▶ [TEXT PASSAGE]:
▬▬▬▬▬▬
Don’t tell me that it’s the weather.
I know better.
My days under the sun
are hardly different than my days under ice.
A jacket perhaps.

I last longer now.
Seven, eight hours...
before the unraveling.
I should set tools aside then; at first sight.
But who does?
I press for another hour.
Until something breaks.
And then curse my curse.

Wednesday, January 5, 2011

Happy Waste

A
Today I’ve been wondering if the energy that fuels happiness doesn’t create some sort of waste, something toxic, something anti-happy. I’ve been wondering, too, if all this anti-happy doesn’t get stored temporarily in the body somewhere—maybe in the appendix.
Because, today I’ve felt like a big chunk of anti-happy dislodged from some organ inside of me and is poisoning me with crankiness, and that I should maybe go out in the field and yell at dirt until I pass it, like a gall stone.
I’ve been right on the edge of getting mad at something all day today, and I don’t even know what or why. It’s retarded. Toxins are my only explanation: I had a whole month of nothing but happy, happy, happy and now I need to flush the system. Bear with me, if you can. Dog is.           

Tuesday, January 4, 2011

On Meeting William James, and Other Really Bright Dudes

                                 

I’m coming around to pragmatism:
To the concept of truth as an ever-changing, evolving verb.
To what we hold as truth now, not being the same truth ten years from now.
To the idea of truth needing to be trued; worked and whittled at, until it meets the needs of a group or an individual.
To the world and its many, many truths. 
But, in truth, that could change, come tomorrow.  

Sunday, January 2, 2011

In Reply

A
She said that she misses home, and that she may be back soon.

I didn’t know how to reply then, so, I didn’t.

I still don’t. What… some twelve… sixteen hours, later?

Assuming that she even wanted me to. Like I’m the father of advice, or the only shoulder in the universe. Assuming she even wants advice or a confirming shoulder. It seemed that way, though. It was said sort of out-of-the-blue. I hadn’t asked anyway.
▬▬▬▬▬▬
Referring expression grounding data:
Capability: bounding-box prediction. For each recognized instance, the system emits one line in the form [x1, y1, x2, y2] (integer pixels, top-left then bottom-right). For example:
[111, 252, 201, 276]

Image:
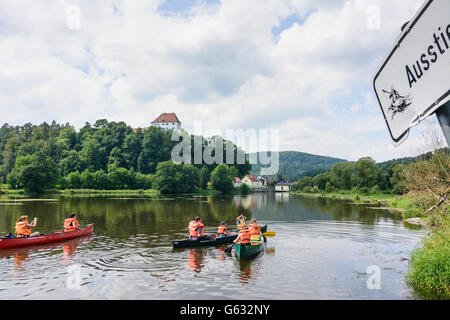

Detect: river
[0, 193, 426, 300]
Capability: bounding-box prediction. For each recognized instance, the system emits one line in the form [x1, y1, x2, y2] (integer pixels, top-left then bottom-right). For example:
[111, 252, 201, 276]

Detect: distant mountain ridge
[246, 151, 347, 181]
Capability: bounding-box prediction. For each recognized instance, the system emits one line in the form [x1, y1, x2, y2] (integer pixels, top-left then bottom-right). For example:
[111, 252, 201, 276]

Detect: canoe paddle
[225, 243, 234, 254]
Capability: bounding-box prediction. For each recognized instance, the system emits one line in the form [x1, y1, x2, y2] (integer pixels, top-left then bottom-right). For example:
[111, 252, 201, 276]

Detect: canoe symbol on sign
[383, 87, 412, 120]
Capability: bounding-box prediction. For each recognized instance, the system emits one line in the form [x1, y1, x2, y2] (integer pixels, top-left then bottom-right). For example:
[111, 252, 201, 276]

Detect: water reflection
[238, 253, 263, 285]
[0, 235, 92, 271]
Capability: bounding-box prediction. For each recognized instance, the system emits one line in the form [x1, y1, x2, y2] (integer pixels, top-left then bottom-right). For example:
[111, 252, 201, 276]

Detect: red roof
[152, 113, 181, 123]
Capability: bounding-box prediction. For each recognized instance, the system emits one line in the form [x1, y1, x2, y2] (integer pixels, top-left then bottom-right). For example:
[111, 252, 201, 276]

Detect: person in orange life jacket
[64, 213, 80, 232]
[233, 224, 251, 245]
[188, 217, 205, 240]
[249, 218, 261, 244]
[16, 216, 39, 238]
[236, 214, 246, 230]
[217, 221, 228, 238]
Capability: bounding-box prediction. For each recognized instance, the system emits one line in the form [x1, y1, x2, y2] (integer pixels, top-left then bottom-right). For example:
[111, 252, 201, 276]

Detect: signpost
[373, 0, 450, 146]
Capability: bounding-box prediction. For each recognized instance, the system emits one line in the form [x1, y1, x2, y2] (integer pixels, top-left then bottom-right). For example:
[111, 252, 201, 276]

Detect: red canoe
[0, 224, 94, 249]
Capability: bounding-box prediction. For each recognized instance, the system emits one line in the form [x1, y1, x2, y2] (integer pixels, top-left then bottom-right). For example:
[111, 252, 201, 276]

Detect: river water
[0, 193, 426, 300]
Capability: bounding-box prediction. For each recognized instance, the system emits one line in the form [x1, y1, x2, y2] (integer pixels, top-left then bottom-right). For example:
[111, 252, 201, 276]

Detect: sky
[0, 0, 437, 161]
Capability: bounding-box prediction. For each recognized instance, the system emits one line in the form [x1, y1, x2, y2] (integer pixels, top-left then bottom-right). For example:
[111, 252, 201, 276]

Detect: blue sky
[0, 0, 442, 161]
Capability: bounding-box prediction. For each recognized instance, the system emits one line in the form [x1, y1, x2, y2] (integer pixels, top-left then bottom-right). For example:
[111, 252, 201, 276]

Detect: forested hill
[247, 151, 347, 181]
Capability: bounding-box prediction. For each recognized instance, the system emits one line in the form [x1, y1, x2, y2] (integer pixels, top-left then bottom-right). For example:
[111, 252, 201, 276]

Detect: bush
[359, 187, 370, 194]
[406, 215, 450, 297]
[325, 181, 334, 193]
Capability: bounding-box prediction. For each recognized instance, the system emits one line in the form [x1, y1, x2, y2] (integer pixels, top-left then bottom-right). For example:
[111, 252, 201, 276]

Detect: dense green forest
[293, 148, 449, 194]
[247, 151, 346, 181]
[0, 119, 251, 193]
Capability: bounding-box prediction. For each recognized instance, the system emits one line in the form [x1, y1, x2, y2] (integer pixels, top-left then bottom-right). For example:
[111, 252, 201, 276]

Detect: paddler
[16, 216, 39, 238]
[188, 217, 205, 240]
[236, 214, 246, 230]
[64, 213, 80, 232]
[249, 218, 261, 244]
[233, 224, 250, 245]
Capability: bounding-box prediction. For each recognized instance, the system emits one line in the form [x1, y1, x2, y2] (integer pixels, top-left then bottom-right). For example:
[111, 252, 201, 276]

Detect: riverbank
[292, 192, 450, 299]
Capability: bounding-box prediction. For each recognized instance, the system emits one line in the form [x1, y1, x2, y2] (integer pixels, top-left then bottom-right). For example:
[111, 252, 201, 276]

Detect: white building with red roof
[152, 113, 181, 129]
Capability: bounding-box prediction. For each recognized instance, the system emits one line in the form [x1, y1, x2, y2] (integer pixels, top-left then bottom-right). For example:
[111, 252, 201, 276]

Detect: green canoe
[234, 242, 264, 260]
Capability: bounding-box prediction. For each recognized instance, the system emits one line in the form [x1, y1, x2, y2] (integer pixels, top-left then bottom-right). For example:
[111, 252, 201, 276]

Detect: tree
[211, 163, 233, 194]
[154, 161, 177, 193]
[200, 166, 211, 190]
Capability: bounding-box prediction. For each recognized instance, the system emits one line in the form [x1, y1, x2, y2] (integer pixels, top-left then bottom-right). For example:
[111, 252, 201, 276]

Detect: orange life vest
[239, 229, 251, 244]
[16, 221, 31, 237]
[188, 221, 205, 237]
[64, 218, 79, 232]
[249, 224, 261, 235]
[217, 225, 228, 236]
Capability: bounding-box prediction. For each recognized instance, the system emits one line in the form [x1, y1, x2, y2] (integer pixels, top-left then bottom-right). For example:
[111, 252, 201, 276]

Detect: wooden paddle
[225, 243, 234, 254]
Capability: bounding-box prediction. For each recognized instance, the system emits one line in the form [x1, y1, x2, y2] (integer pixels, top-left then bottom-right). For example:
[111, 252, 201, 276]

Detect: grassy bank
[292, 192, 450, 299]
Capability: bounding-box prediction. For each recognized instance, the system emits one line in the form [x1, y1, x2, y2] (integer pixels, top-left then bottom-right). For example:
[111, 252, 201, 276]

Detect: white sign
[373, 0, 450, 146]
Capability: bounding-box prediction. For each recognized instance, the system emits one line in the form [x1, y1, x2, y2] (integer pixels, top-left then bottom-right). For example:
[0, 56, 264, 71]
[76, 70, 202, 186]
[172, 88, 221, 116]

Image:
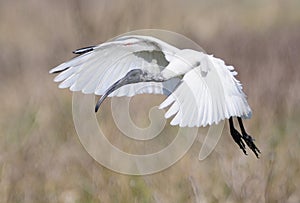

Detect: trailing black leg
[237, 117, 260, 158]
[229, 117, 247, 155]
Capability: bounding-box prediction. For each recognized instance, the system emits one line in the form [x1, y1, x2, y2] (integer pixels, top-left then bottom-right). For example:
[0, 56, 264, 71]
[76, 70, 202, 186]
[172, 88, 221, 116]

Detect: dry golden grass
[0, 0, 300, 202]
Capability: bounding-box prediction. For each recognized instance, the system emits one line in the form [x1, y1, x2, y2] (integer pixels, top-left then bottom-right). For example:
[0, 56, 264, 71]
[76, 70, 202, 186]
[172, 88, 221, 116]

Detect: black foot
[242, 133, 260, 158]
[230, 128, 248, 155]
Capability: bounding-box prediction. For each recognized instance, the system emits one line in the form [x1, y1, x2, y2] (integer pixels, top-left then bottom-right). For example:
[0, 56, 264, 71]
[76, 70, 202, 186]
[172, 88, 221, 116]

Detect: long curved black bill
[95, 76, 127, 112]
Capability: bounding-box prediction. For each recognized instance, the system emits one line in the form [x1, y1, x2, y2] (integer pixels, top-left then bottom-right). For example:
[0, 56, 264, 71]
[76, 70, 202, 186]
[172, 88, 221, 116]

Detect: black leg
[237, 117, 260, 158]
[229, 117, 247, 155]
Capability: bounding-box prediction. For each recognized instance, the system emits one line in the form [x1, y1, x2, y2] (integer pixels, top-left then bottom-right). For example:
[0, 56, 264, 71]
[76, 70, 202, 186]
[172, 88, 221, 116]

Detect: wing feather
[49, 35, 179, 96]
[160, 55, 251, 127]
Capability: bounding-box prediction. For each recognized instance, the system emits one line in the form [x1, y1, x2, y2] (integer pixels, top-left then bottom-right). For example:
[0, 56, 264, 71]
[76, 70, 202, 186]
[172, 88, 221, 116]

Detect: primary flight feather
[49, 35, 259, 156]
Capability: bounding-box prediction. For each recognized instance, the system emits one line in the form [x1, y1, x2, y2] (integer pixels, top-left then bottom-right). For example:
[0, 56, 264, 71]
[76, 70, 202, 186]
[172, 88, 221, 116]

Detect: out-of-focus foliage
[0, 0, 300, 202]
▬▬▬▬▬▬
▶ [WORK TO COMPLETE]: In the blog entry titled "Happy Waste," where does the writer guess the anti-happy might be stored temporarily in the body? The rows aren't needed for this.

▶ [OUTPUT BELOW]: Maybe in the appendix.